## Start

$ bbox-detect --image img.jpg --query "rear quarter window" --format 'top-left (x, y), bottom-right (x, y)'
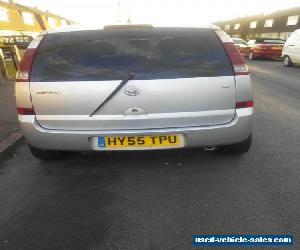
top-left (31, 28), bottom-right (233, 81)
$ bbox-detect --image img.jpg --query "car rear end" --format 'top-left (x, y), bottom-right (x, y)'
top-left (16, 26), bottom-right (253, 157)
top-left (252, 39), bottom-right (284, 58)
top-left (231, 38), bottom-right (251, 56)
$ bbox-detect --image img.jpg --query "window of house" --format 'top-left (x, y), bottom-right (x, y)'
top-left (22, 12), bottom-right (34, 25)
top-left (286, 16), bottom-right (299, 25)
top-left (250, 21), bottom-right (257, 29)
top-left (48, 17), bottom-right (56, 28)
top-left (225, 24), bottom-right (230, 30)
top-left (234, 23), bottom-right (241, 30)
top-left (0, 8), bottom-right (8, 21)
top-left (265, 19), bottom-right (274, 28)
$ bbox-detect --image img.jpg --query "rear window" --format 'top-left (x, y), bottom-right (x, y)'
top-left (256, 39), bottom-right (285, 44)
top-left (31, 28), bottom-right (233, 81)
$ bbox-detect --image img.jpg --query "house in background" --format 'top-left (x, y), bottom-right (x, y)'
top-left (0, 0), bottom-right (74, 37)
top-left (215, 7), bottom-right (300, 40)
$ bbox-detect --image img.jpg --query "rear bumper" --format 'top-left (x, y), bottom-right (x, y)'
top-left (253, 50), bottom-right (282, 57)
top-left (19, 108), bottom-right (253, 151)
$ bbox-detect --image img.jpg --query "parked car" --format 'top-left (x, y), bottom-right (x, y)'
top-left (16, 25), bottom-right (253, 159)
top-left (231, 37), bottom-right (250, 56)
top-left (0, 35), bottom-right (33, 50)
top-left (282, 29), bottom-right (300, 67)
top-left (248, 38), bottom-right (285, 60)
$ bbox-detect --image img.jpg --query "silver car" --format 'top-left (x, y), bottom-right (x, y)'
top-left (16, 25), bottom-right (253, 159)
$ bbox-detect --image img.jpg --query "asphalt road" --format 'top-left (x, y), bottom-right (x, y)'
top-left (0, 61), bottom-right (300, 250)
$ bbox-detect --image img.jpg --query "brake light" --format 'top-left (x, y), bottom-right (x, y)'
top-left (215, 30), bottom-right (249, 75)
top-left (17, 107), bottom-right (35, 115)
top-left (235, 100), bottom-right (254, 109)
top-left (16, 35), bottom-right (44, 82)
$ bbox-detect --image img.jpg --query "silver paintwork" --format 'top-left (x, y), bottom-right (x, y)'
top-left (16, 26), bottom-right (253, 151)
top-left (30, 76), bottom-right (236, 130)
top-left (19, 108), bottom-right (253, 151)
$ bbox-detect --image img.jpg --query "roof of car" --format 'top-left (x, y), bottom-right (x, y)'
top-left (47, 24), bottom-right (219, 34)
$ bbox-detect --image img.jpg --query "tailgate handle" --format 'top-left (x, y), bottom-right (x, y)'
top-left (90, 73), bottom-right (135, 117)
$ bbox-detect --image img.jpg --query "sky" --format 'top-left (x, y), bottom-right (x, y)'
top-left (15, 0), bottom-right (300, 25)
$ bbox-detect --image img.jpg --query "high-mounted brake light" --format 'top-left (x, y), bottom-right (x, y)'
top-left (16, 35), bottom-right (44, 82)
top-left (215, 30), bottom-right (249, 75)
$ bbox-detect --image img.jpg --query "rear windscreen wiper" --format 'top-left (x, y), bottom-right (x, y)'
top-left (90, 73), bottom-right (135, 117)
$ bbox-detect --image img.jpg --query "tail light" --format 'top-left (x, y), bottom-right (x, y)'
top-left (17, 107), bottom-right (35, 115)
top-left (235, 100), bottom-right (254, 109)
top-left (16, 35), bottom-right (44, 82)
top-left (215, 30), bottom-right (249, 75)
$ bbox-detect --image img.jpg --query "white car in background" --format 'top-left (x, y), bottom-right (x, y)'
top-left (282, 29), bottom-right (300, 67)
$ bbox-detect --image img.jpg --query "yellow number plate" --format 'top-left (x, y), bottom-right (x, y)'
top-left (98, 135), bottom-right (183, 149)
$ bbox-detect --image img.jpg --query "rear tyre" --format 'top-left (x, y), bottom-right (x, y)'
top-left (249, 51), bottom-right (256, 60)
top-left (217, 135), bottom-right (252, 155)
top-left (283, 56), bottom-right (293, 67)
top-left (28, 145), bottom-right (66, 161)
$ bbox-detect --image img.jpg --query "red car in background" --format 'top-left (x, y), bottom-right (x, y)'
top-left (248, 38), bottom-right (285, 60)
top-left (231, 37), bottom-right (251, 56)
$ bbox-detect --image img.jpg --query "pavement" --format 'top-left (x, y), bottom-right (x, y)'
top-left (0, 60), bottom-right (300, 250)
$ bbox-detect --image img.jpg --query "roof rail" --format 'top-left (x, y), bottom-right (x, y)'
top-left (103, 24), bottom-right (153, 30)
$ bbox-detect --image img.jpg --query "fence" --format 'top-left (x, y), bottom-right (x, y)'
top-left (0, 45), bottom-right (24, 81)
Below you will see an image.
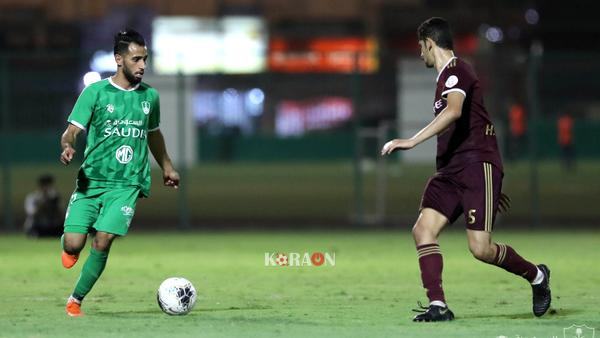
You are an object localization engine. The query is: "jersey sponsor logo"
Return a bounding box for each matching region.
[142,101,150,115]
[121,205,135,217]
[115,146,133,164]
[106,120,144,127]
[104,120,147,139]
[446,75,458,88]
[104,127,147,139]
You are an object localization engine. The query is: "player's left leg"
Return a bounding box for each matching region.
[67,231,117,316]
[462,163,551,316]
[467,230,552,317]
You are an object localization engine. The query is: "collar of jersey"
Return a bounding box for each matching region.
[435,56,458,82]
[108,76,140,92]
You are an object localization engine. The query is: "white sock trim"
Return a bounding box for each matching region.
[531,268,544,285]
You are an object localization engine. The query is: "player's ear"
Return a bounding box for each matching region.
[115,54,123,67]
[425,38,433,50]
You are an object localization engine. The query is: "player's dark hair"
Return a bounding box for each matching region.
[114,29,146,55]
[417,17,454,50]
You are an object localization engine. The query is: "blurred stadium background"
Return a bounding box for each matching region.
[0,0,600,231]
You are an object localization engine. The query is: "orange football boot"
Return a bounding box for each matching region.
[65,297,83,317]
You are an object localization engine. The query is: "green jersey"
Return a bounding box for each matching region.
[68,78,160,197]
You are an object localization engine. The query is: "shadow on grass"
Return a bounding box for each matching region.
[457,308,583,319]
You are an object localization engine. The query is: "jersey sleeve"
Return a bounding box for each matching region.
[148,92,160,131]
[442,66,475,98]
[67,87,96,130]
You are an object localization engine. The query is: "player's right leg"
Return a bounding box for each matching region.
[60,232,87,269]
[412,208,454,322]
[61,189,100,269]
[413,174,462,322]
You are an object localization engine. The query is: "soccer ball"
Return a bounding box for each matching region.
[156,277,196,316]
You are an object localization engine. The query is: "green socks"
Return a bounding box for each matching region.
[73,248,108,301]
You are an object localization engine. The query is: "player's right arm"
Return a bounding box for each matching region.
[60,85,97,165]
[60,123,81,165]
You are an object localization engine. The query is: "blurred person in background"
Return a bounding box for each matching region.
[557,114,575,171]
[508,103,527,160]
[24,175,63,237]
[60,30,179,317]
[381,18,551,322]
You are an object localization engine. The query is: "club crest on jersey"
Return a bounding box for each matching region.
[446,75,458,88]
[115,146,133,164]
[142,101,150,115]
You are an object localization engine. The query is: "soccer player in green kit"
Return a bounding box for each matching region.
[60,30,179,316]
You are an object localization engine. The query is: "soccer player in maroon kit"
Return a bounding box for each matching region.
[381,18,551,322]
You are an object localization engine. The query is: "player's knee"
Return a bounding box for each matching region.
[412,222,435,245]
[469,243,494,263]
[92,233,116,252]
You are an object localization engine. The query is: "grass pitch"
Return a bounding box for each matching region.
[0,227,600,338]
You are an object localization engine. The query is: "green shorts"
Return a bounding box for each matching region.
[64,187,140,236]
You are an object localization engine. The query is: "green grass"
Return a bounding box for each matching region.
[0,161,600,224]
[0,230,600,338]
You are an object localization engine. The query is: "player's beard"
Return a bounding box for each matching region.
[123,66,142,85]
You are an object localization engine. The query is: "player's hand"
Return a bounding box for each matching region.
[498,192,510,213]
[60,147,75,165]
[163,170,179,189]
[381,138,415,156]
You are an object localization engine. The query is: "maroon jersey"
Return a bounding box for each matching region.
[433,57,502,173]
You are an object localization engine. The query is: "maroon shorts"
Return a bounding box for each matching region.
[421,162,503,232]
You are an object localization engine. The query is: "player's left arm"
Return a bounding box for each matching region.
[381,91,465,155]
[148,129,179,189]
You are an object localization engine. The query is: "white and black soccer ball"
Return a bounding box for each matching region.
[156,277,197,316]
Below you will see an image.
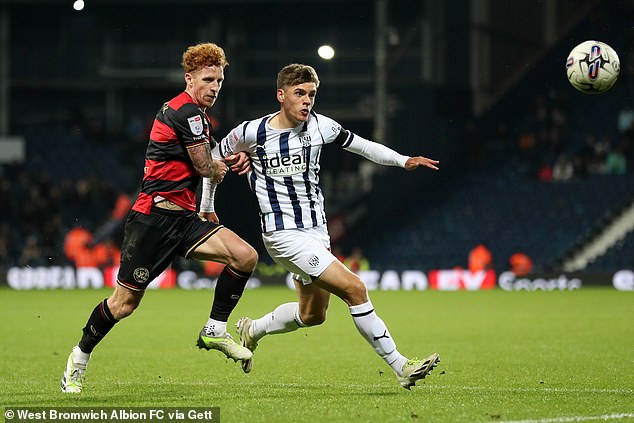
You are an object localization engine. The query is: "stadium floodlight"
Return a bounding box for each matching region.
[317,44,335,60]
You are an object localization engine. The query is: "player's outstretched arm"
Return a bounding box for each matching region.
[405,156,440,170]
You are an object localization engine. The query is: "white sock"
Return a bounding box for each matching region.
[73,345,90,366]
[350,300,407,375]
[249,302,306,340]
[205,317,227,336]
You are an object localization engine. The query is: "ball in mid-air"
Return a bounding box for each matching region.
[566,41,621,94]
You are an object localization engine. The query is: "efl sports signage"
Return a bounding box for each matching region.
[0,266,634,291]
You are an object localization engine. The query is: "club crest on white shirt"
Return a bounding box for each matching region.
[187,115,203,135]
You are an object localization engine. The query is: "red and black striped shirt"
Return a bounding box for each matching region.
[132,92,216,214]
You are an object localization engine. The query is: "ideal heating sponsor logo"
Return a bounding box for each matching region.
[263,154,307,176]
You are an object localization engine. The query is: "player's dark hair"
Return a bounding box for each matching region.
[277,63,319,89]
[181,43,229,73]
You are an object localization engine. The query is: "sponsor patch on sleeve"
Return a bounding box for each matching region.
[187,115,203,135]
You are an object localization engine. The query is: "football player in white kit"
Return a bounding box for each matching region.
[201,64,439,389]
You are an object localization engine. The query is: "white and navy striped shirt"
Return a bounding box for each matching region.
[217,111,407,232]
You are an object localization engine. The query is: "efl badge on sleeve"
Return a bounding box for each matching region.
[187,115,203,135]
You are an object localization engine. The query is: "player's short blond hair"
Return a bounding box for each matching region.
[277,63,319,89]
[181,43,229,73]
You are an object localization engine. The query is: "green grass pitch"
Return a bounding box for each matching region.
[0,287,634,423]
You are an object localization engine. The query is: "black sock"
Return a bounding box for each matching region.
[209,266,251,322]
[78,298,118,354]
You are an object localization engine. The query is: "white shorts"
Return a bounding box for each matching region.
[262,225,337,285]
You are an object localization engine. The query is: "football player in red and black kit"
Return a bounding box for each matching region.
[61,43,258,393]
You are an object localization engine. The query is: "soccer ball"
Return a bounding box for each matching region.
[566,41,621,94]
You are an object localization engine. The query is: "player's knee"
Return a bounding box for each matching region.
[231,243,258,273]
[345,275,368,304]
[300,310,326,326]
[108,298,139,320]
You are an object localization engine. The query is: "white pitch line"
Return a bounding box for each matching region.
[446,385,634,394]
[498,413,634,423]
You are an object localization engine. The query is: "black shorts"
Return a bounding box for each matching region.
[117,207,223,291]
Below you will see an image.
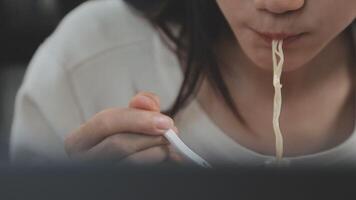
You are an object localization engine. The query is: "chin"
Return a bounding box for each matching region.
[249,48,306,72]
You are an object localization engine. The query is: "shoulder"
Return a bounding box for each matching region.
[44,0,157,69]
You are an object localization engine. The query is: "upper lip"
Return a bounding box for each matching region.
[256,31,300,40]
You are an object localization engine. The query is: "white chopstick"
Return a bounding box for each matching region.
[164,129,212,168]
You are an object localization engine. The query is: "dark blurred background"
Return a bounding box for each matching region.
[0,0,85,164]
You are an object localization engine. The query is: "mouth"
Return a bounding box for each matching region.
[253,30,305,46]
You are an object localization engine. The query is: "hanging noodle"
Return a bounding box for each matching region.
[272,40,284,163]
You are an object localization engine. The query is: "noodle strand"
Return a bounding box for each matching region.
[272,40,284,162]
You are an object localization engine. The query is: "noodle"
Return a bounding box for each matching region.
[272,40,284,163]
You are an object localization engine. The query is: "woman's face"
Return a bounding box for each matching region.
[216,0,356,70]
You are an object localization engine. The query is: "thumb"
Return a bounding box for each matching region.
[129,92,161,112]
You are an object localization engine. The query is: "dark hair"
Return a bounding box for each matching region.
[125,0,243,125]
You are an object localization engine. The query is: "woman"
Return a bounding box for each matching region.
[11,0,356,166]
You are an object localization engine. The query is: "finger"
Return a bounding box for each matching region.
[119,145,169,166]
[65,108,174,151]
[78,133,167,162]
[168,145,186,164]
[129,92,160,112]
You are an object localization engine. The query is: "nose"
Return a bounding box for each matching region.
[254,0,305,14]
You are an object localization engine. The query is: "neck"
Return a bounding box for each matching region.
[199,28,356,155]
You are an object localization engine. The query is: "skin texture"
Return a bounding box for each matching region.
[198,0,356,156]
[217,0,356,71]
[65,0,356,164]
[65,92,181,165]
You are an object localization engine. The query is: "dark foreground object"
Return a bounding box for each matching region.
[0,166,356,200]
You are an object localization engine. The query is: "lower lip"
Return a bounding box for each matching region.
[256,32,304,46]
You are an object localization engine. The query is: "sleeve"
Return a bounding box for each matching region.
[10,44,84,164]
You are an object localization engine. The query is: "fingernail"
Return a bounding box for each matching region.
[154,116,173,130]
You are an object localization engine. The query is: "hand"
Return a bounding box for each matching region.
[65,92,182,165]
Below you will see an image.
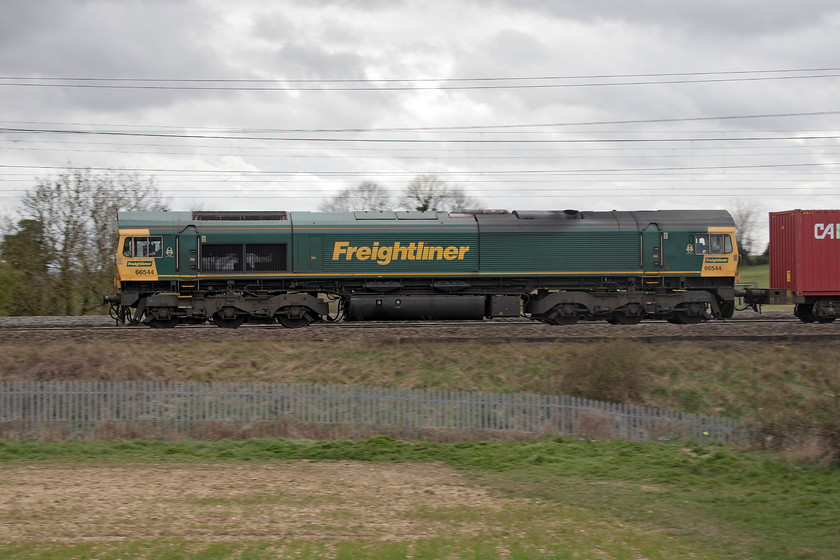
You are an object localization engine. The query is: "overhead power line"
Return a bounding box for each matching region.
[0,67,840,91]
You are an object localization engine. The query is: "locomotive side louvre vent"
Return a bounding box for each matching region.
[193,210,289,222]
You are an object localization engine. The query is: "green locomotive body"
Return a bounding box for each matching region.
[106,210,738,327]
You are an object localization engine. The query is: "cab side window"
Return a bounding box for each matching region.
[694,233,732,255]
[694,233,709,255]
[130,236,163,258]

## End

- _WORK REQUIRED_
Return, word for word, the lines from the very first one through the line containing "top-left (231, 38), bottom-right (251, 56)", both ends included, and leave the pictures out.

- _OUTPUT FOR THIS EXERCISE_
$ bbox-detect --image img.jpg --query "rear quarter window" --format 'top-left (x, y), bottom-right (x, y)'
top-left (31, 28), bottom-right (233, 81)
$ bbox-detect --image img.jpg --query "car rear end" --format 'top-left (x, y), bottom-right (x, y)'
top-left (16, 26), bottom-right (253, 157)
top-left (252, 39), bottom-right (284, 58)
top-left (231, 38), bottom-right (251, 56)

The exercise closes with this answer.